**Prompt**
Reproduce the data below verbatim, beginning at its first line and ending with the line that contains "97), (605, 102)]]", both ends included. Omit the pictures from your copy.

**Excerpt from a dataset**
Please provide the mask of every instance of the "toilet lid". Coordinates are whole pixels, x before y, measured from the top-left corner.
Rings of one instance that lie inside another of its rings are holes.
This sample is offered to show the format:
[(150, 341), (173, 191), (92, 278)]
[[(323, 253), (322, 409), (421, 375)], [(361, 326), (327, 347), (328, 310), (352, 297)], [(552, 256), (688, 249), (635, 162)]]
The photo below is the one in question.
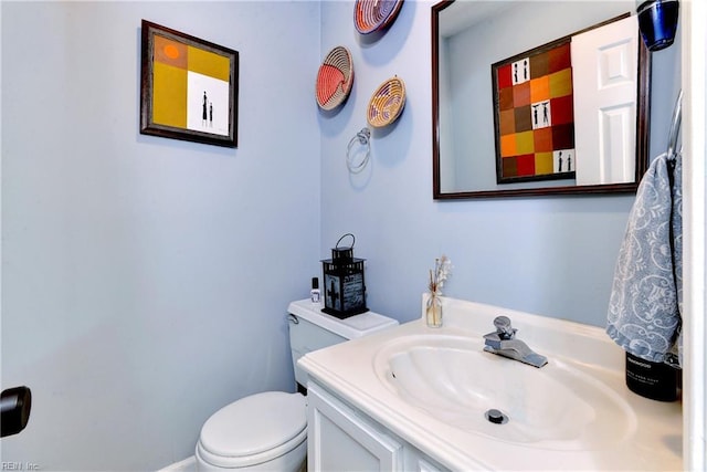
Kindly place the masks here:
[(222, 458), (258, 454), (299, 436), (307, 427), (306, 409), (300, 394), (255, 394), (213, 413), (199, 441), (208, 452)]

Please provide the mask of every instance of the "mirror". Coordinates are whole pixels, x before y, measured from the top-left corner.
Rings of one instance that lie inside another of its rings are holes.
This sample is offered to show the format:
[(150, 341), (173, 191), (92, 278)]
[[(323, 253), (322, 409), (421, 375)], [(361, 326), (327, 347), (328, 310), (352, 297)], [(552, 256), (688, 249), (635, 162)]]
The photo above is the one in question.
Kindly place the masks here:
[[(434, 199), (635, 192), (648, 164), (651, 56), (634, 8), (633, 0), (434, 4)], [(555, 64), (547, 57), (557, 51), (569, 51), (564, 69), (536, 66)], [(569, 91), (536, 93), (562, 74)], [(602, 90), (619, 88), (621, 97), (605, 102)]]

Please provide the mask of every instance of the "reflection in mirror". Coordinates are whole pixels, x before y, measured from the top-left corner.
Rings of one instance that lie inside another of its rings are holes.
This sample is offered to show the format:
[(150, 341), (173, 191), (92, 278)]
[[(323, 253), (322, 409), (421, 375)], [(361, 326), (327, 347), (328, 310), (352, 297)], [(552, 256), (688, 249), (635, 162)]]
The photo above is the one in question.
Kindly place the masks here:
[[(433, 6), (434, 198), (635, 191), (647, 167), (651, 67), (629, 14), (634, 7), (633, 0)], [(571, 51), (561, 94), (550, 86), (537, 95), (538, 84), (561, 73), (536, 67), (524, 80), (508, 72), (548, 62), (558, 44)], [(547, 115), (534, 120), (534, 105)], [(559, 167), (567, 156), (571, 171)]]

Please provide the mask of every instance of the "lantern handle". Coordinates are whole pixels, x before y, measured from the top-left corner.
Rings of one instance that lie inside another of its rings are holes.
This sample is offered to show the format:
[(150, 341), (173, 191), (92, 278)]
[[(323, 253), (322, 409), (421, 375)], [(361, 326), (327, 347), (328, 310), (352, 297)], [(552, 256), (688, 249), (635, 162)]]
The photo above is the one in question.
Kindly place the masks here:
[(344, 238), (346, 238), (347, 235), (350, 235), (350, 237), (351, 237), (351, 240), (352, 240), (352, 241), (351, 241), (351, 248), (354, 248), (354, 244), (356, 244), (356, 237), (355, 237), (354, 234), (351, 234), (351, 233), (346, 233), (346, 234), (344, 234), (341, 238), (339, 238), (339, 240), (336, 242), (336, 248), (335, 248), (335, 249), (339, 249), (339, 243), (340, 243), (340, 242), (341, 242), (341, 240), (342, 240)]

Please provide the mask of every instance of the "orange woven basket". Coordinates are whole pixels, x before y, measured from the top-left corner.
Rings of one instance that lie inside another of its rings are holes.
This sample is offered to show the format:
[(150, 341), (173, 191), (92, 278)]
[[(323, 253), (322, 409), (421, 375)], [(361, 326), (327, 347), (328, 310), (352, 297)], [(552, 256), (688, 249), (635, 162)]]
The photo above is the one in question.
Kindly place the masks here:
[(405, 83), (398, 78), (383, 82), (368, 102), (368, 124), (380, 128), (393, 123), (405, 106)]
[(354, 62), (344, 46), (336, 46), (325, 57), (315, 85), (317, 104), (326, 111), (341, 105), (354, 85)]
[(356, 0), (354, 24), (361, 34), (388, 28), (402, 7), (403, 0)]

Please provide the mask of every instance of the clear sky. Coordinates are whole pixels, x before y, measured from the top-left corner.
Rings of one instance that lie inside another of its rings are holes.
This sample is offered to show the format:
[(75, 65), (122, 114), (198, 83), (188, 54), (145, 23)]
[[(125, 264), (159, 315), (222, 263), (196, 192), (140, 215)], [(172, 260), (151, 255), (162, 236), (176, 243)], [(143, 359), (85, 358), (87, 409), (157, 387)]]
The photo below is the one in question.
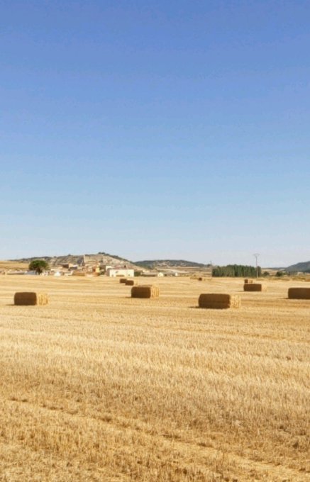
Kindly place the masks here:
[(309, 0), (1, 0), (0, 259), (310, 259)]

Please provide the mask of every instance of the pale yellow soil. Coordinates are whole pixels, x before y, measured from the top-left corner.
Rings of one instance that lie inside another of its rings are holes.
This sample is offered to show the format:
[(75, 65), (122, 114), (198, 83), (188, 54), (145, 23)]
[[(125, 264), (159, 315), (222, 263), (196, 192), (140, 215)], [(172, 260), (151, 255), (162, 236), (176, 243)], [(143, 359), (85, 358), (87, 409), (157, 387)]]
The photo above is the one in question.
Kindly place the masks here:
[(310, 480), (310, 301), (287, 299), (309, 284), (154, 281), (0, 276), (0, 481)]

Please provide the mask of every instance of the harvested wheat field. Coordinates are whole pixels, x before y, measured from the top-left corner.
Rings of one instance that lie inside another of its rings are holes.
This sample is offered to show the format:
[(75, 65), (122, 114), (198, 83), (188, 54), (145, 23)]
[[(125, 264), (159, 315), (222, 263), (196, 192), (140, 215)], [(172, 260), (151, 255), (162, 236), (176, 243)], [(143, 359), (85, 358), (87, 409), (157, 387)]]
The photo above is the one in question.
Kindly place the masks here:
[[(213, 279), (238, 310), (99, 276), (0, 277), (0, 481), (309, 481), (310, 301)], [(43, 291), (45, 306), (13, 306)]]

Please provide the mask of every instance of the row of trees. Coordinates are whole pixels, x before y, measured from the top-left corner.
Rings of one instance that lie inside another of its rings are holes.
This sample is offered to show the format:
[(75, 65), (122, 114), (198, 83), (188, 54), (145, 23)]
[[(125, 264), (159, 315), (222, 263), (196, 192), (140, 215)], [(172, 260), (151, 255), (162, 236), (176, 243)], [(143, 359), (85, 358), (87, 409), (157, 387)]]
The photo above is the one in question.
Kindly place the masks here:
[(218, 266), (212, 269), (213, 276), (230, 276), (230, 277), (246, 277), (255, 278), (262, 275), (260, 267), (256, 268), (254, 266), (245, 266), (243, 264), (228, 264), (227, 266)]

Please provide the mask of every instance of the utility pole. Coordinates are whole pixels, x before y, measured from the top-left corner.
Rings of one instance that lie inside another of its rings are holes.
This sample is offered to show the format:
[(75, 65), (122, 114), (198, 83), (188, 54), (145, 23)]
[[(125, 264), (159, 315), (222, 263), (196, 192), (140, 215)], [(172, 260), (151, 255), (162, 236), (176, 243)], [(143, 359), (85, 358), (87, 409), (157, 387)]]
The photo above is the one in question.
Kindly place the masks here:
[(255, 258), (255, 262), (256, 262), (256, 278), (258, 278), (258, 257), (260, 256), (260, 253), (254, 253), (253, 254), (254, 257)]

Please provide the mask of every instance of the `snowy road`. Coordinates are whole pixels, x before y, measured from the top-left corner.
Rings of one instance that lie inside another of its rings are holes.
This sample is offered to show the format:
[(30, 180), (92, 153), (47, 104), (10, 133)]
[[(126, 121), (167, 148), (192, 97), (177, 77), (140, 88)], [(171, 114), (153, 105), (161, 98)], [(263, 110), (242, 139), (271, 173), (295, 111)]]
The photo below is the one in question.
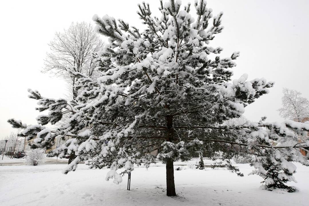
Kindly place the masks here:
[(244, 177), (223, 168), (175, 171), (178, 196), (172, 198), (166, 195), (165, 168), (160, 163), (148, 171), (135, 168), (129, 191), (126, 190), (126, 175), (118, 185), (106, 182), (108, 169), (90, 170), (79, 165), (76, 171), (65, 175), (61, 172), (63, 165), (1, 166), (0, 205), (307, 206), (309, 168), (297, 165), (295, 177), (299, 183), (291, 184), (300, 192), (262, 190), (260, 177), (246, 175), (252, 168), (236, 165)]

**Final result**
Please provide the mask of every instance of the "toilet lid". Coordinates are whole pixels, x before y, measured from the top-left corner.
Rings of one instance that lie inside another of its rings are holes.
This sample is offered to show the format:
[(150, 341), (173, 191), (92, 278)]
[[(323, 253), (322, 409), (421, 375)], [(361, 326), (327, 347), (328, 310), (352, 297)], [(552, 256), (688, 249), (635, 162)]]
The photo below is the one in question.
Kindly place the masks here:
[(222, 458), (258, 454), (299, 436), (307, 427), (306, 409), (300, 394), (255, 394), (213, 413), (199, 441), (208, 452)]

Please provide the mask of every instance of the "mirror". Coordinates are whole pixels, x before y, measured from the top-left corner.
Rings of one instance that lie inside another of its rings are holes.
This sample is offered to show the format:
[(150, 341), (173, 191), (92, 278)]
[[(323, 253), (322, 409), (421, 375)], [(361, 326), (327, 347), (328, 310), (352, 297)], [(552, 256), (688, 249), (635, 162)]]
The photo above is the one in question.
Kindly place the masks here:
[[(434, 199), (635, 192), (648, 164), (651, 56), (634, 8), (633, 0), (434, 4)], [(555, 64), (547, 57), (557, 51), (569, 51), (564, 69), (536, 66)], [(569, 91), (536, 93), (562, 74)], [(602, 90), (619, 88), (621, 97), (605, 102)]]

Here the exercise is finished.